[Stored data]
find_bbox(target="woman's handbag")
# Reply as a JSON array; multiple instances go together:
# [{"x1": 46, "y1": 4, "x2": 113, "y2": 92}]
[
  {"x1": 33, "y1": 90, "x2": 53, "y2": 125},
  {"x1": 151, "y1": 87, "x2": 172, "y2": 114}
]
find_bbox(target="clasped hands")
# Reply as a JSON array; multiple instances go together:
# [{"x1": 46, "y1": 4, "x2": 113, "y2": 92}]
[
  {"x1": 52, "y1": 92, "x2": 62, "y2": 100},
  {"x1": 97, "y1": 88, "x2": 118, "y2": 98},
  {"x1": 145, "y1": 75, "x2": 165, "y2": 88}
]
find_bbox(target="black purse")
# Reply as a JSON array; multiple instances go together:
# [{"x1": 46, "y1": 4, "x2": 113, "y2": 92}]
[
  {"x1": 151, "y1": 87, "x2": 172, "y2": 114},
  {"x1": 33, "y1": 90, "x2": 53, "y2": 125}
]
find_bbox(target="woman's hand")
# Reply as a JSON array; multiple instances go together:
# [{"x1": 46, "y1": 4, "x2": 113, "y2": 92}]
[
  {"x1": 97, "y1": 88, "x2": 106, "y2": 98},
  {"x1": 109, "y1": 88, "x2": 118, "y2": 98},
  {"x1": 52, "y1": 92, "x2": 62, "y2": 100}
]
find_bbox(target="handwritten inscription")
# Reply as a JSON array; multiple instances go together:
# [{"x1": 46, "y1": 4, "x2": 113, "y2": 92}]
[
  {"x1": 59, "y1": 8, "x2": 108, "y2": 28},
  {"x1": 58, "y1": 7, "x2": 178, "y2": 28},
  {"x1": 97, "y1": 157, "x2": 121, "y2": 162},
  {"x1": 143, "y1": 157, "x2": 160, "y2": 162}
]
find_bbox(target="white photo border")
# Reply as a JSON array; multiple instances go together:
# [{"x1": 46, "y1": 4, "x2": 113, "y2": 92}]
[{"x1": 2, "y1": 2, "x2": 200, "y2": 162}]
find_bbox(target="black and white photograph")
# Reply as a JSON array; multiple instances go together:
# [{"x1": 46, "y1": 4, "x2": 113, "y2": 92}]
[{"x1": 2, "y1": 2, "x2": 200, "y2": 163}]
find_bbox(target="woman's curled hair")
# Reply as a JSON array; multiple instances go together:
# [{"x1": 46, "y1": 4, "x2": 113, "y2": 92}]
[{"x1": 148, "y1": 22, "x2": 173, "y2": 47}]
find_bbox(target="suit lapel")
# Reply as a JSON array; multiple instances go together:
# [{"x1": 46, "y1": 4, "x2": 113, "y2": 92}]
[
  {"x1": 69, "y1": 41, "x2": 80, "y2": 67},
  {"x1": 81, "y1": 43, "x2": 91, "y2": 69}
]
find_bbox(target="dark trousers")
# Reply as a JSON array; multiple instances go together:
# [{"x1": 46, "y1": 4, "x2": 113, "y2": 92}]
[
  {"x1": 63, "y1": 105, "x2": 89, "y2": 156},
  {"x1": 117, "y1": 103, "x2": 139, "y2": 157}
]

**PROBLEM DETAILS**
Tally how many lines of the listing above contain the string "woman". Reply with only that number.

**OUTPUT BELOW**
3